954_L'EQUIPAGGIO (L'équipage); Francia, 1935; Regia di Anatole Litvak.
Ormai sembra che il racconto ci abbia detto tutto: su un letto di un ospedale militare il tenente Maury (Charles Vanel) è assistito dalla bella moglie Hélèn (una fulgida Annabella), che ha un’aria comprensibilmente mesta. Il suo amato Jean (Jean-Pierre Aumont) è morto ed ora la sua vita le pare non aver più senso; certo, il marito è un brav’uomo ma al cuor non si comanda (specie nei film romantici) e, qualche tempo prima, si era inopinatamente innamorata di quel giovane aviatore che stava per andare in guerra; e si trattava della Grande Guerra, mica una guerra qualsiasi. Alla stazione, quando Jean era in procinto di partire per il fronte, il giorno dopo averla conosciuta, lei aveva chiesto in quale squadriglia fosse destinato. Alla risposta del cadetto, un moto di sconcerto le aveva attraversato il viso. Anatole Litvak, il regista di L’equipaggio, era un maestro della regia e gli bastano pochi minuti per darci gli strumenti per poter comprendere quanto poi accadrà. Jean si unisce così al 37° stormo senza sapere che in quella squadriglia è arruolato il marito di quella ragazza che crede si chiami Denise ma che è in realtà Hélèn, la consorte del tenente Maury. Il quale ha avuto qualche colpo di sfortuna ed è ora additato come menagramo dagli altri aviatori. In realtà il tenente è un ottimo pilota e se i suoi compagni di volo, gli osservatori, erano morti nei combattimenti aerei, si trattava di semplici casi del destino. Il tema della fortuna, in un ambito in cui la morte era una presenza ossessiva come nell’aviazione della Prima Guerra Mondiale, era molto sentito dai membri della squadriglia e permetteva di affrontare con un certo fatalismo un’attività tanto pericolosa.E’ un argomento che si è già
visto, in questo tipo di film, sebbene raramente in modo così ben articolato:
in L’equipaggio è anche mostrato uno degli effetti negativi di questo
atteggiamento, con la ricerca di un capro espiatorio a cui addossare tutte le
sfortune del caso. L’arrivo di Jean, con la sua indole in buona fede, permette
di spezzare questo meccanismo: la sua scelta di volare con Maury, fin lì evitato
da tutti, finisce per ribaltare completamente la situazione. Maury può finalmente
farsi valere e in coppia con Jean presto diventano l’equipaggio di riferimento
della squadriglia. L’onestà di fondo di Jean è quindi certificata dal suo
atteggiamento nei confronti del più anziano pilota, soprattutto quando la fama
di questi era completamente negativa.

RIGHE DEL DATASET:
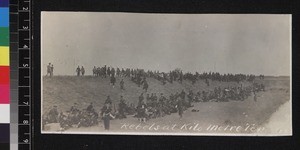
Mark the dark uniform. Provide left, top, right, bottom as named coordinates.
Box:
left=48, top=106, right=59, bottom=123
left=76, top=66, right=80, bottom=76
left=101, top=104, right=112, bottom=130
left=120, top=79, right=125, bottom=90
left=104, top=96, right=112, bottom=105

CONSEGNA: Prosegui la recensione del film L'equipaggio a partire dalla sua ultima frase. Questi dati sono stati presi da una fonte diversa.

RISPOSTA:
Questi dettagli psicologici sono
importanti perché, forti della scena dell’incipit con il volto dell’attrice
Annabella che si era turbato all’improvviso, siamo in grado di comprendere
subito che c’è un inghippo tra i due uomini, già dal loro primo incontro. I due
parlano delle rispettive donne, Hélèn moglie di Maury e Denise la ragazza
incontrata solo il giorno prima della partenza da Jean: qualcosa ci dice che,
inevitabilmente, si tratti della stessa persona. Siamo nel classico triangolo
melodrammatico in cui i due uomini sono però scagionati da qualunque eventuale
critica di scorrettezza. Quando la doppia identità di Hélèn/Denise viene
scoperta da Jean, il giovane reagisce malamente, allontanandosi da Maury e
cercando di fare la stessa cosa nei confronti della donna. La quale però ormai
ha perso la testa per il ragazzo e non demorde; Maury, nel frattempo, non ci si
raccapezza più. Il compagno di equipaggio, con cui aveva un’intesa perfetta,
ora lo evita come la peste; e se la donna fin lì aveva mantenuto un profilo
ordinario nelle comunicazioni per lettera, ora se la ritrovava addirittura al
fronte! In realtà Hélèn/Denise è andata a trovare il marito perché Jean non
rispondeva alle sue lettere, ovviamente, ma di questo il povero Maury non
sospetta ancora nulla. L’atteggiamento della donna è evidentemente discutibile:
lei è la moglie di Maury quando si innamora di Jean ed è questo il punto
critico della vicenda. Ma già questa stringata definizione contiene la risposta
a questo problema e, in un certo senso, motiva, se non giustifica, anche il
bieco ricatto a cui Hélèn/Denise sottopone Jean: se il giovane non lascia il
combattimento per divenire istruttore, rivelerà infatti la tresca a suo marito.
La donna non solo è terrorizzata dall’idea che Jean possa morire, ma è anche indispettita dal rapporto che lega il ragazzo a Maury; un rapporto che le sembra sia dal ragazzo ritenuto superiore all’amore che prova per lei. Addirittura Jean le sembra anteporre il sentimento corporativo per i propri compagni con cui rischia la vita, alle sue questioni amorose. Qui, va precisato, sia Litvak che Annabella sono molto bravi nella descrizione dei sentimenti della protagonista. A contrariare la donna è quindi un motivo strettamente egoistico: sia Jean, ma prima di lui perfino Maury, la mettono in secondo piano rispetto al loro dovere patriottico. E il ricatto che inscena Hélèn/Denise è un moto di disappunto che deriva da questa amara consapevolezza. Eppure, come detto, è la primissima descrizione dei fatti che contiene la soluzione: Hélèn/Denise si innamora di Jean.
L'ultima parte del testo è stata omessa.